### Study text

= Beginning of Section =

Prognostic Implications of Acute Renal Failure after Surgery for Type A Acute Aortic Dissection

Fabrizio Sansone, MD*†, Alessandro Morgante, MD, Fabrizio Ceresa, MD, Giovanni Salamone, MD, Francesco Patanè, MD

Division of Cardiac Surgery, Papardo Piemonte Hospital, Messina, Italy

The first two authors have contributed equally to the paper

Abstract

Background: “Type A” acute aortic dissection (AAAD) is the most challenging among the emergency operations in cardiac surgery. The aim of this study was the evaluation of the role of acute renal failure (ARF) in postoperative survival of patients operated for AAAD.

Methods: From February 2010 to April 2012, 37 consecutive patients were operated at our department for AAAD. We studied our population by subdividing the patients within groups according to the presence of ARF requiring continuous veno-venous hemofiltration (CVVH) and according to hypothermic circulatory arrest (HCA) times and degrees.

Results: The overall 30-day mortality was 27% (50% group A with ARF, 13% group B no ARF). Acute renal failure requiring CVVH was 37.8%. Multivariate analysis revealed a significant association with 30-day mortality (odds ratio 6.6 and p=0.020). Preoperative oliguria [urine output less than 30 ml/h (odds ratio 4.7 p=0.039)], CPB greater than 180 minutes (odds ratio 6.5 p=0.023) and postoperative bleeding requiring a surgical reopening (odds ratio 12.2 and p=0.021) were the variables significantly associated with acute kidney injury.

Conclusions: The data obtained from our analysis bring out the high incidence of renal injuries after surgery for AAAD, and indicate a negative impact on renal injuries of a preoperative oliguria, longer Cardiopulmonary bypass (CBP)/HCA times, and postoperative bleeding requiring a surgical revision. Our data also suggest a better 30-day survival and better renal outcomes in case of shorter HCA and lesser degree of hypothermia. The option of lesser and shorter hypothermia may be very useful, especially for the elderly patients and octogenarians.

Introduction

Nowadays “Type A” acute aortic dissection (AAAD) represents the most dramatic emergency in the clinical practice of cardiac surgery, because of high in-hospital mortality rates, estimated as about 26% from IRAD (International Registry of Acute Aortic Dissections) data, and because of several potential multiorgan complications after surgery. Preoperative clinical conditions are very often the best predictors of the final outcome, and deficient pre-operative coronary or visceral perfusion, pulseless shock, cardiopulmonary resuscitation or a coma or active stroke play a major prognostic role. Current surgical techniques of neuroprotection include the hypothermic circulatory arrest (HCA) alone or together with perfusion methods such as anterograde cerebral perfusion (ACP, Kazui technique, both unilateral and bilateral), permitting longer safe “HCA time” and shortening cooling and rewarming times. The main aim of our study was to determine the prognostic impact of acute renal failure (ARF) on postoperative survival. We also wished to verify the potential associations of ARF with preoperative, perioperative and postoperative factors.

Material and Methods

Study population

From February 2010 to April 2012, 37 consecutive patients were admitted at our division of Cardiac Surgery to undergo cardiac surgery for AAAD. Our study population was characterized by an age at surgery of 65±11 years (mean±SD), a male sex 83.8% (31 men and 6 women), a BSA 1.86±0.2 (m2). All the patients underwent surgery within 24 hours, outlining that our patients very often arrive from peripheral hospitals, with delay from diagnosis time.

= End of Section =

### Work item
For the study text on renal failure after aortic dissection surgery, state whether each statement agrees with it, answering yes or no and quoting the deciding words exactly: (a) the study covered 37 consecutive patients operated from February 2010 to April 2012; (b) the overall 30-day mortality was 13%; (c) some patients underwent surgery later than 24 hours. The material that follows is separate from the study text and unrelated to it.

### Available data
= Beginning of Section =

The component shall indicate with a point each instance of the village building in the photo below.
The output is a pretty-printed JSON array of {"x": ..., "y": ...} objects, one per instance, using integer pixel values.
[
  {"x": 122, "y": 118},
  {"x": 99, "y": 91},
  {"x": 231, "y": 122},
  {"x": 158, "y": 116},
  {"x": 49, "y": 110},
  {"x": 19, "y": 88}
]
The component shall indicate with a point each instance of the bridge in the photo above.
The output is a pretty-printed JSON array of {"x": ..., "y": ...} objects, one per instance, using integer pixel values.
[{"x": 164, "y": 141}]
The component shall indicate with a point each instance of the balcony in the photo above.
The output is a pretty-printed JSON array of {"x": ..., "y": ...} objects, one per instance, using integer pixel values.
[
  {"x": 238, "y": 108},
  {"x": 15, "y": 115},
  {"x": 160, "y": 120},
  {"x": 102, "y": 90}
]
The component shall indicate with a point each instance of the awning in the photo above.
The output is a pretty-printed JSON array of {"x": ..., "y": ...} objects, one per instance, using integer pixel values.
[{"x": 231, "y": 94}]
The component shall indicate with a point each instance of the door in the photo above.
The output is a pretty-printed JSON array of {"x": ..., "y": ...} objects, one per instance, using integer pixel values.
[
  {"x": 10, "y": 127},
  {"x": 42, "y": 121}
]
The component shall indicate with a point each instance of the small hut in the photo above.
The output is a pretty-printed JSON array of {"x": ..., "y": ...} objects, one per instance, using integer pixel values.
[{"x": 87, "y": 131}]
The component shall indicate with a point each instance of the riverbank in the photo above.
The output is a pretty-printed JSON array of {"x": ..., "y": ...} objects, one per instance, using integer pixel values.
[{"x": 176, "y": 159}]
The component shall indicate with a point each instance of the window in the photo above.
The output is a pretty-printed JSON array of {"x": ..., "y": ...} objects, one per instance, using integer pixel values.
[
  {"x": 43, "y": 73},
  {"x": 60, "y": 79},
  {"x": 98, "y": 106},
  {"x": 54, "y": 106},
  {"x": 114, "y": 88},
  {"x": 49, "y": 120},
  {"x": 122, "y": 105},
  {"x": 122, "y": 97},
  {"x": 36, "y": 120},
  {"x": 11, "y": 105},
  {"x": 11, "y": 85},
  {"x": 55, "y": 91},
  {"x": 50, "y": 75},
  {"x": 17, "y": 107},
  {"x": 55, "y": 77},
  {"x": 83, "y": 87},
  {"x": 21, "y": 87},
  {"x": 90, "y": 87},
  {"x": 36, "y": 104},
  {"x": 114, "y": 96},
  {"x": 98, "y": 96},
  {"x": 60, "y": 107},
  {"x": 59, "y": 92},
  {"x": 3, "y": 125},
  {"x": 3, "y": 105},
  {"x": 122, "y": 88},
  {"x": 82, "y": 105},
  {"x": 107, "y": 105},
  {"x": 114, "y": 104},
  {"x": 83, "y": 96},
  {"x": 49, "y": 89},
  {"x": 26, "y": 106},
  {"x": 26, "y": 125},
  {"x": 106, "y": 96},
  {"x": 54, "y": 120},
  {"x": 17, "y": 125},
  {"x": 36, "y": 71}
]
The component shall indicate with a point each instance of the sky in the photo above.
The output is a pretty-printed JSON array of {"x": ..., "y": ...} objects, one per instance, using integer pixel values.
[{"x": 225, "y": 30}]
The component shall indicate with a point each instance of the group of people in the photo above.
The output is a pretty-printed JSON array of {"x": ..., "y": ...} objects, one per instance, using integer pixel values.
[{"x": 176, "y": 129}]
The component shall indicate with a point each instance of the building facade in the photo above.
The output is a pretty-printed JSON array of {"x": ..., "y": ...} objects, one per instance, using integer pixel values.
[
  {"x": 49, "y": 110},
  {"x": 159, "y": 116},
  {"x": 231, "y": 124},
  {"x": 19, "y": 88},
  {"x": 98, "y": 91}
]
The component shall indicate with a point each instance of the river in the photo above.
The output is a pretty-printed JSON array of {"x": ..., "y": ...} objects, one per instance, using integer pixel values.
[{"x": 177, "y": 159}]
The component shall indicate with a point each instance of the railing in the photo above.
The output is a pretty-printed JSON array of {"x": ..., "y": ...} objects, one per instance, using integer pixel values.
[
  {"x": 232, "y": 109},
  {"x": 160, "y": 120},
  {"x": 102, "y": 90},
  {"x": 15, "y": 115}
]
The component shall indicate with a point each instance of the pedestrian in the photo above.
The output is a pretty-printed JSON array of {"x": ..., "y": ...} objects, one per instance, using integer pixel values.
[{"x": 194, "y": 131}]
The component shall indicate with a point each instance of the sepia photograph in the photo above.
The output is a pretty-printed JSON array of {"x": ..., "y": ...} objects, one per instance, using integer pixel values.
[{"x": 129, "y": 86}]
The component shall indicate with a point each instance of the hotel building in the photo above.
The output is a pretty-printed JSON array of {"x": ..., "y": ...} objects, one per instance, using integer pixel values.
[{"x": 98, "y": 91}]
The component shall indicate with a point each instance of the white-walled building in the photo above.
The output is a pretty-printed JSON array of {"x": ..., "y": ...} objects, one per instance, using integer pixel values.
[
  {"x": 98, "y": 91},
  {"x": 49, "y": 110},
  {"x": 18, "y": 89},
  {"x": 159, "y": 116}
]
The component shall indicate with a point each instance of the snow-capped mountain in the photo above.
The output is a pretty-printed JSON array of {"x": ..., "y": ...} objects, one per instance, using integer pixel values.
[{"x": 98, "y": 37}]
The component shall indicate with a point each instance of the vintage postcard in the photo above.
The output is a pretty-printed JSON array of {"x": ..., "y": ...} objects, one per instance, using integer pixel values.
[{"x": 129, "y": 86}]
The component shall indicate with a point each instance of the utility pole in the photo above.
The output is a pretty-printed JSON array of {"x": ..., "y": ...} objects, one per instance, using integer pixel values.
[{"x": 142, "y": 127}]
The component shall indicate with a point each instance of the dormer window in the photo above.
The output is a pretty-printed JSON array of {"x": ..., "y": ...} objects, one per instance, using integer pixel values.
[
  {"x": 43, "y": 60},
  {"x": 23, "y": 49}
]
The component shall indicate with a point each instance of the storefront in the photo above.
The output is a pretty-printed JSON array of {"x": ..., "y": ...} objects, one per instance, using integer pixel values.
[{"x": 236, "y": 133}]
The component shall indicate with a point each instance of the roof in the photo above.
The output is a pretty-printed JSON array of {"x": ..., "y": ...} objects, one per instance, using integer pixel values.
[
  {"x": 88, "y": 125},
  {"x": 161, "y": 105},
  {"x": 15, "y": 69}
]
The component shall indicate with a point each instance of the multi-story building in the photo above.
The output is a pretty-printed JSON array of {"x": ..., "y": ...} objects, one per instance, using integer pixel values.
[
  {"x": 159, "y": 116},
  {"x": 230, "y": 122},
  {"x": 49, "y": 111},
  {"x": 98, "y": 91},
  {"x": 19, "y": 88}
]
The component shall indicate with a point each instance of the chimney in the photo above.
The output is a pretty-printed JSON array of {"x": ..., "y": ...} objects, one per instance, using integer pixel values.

= End of Section =

### Solution below
(a) Yes: "From February 2010 to April 2012, 37 consecutive patients were operated at our department for AAAD."
(b) No: "The overall 30-day mortality was 27%"
(c) No: "All the patients underwent surgery within 24 hours"